> **WHAT TO DO**
Scan the entries and state how many lines contain "grey". Write no other text.

★ ★ ★

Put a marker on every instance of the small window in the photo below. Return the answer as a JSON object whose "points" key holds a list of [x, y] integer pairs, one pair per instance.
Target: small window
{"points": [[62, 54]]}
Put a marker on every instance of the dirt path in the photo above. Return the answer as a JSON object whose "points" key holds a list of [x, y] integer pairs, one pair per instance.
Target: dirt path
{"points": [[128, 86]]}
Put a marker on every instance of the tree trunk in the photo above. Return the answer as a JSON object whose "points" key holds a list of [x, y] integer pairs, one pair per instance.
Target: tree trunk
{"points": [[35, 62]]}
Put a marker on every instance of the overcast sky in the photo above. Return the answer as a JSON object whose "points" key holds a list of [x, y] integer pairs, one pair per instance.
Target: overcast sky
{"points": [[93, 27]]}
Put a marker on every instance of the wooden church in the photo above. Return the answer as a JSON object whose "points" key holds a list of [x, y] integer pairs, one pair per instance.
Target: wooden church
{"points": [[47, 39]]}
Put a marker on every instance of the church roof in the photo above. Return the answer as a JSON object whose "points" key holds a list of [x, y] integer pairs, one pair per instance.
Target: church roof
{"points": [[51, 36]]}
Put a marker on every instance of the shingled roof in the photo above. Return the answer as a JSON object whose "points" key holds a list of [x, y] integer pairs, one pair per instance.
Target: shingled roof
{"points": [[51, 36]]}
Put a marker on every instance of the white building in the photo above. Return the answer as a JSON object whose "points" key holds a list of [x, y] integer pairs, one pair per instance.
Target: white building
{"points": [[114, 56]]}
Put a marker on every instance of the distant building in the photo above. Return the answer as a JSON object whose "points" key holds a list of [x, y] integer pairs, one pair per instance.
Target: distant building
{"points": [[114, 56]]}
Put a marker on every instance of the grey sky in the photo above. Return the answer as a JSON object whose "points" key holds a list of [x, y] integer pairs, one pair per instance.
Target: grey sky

★ ★ ★

> **RESULT FOR THIS EXERCISE**
2